* begin *
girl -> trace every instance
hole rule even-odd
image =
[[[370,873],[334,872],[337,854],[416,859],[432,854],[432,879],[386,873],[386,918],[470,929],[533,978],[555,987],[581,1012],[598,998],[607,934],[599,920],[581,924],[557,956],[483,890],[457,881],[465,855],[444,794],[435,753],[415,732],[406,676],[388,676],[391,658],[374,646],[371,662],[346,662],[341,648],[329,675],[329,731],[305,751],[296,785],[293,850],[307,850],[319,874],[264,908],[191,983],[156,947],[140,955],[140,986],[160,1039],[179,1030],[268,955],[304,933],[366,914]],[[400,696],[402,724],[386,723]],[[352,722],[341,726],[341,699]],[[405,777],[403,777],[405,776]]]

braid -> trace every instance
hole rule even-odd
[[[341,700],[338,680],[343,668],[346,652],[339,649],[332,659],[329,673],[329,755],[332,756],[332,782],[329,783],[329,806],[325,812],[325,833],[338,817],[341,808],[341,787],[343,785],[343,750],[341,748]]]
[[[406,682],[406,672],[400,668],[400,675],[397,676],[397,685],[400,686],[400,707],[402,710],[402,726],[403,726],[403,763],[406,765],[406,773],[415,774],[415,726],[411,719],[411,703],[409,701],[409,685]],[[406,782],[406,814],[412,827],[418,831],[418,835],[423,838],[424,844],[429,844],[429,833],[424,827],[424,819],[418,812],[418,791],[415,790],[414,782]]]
* end *
Rewrite all the data above with "even-odd" swapped for "nonzero" wherever it appears, and keep everything else the same.

girl -> trace every instance
hole rule nonzero
image =
[[[370,873],[334,872],[337,854],[416,859],[432,854],[432,879],[386,873],[386,918],[470,929],[533,978],[555,987],[581,1012],[598,998],[607,934],[599,920],[581,924],[557,956],[483,890],[457,881],[465,855],[444,794],[435,753],[415,732],[406,676],[388,676],[391,658],[374,646],[371,662],[346,662],[341,648],[329,675],[329,731],[305,751],[296,785],[293,850],[307,850],[319,874],[264,908],[191,983],[156,947],[140,955],[140,986],[160,1039],[179,1030],[268,955],[304,933],[366,914]],[[400,696],[402,724],[386,723]],[[352,722],[341,726],[341,699]],[[405,777],[403,777],[405,776]]]

braid -> trace every instance
hole rule nonzero
[[[341,700],[338,680],[343,668],[346,652],[339,649],[332,659],[329,673],[329,755],[332,756],[332,782],[329,783],[329,806],[325,812],[325,833],[338,817],[341,808],[341,787],[343,785],[343,750],[341,748]]]
[[[406,682],[406,672],[400,668],[400,675],[397,676],[397,685],[400,686],[400,707],[402,710],[402,726],[403,726],[403,763],[406,765],[406,773],[415,774],[415,726],[411,719],[411,703],[409,701],[409,685]],[[406,782],[406,814],[412,827],[418,831],[418,835],[423,838],[424,844],[429,844],[429,833],[424,827],[424,819],[418,812],[418,791],[415,790],[414,782]]]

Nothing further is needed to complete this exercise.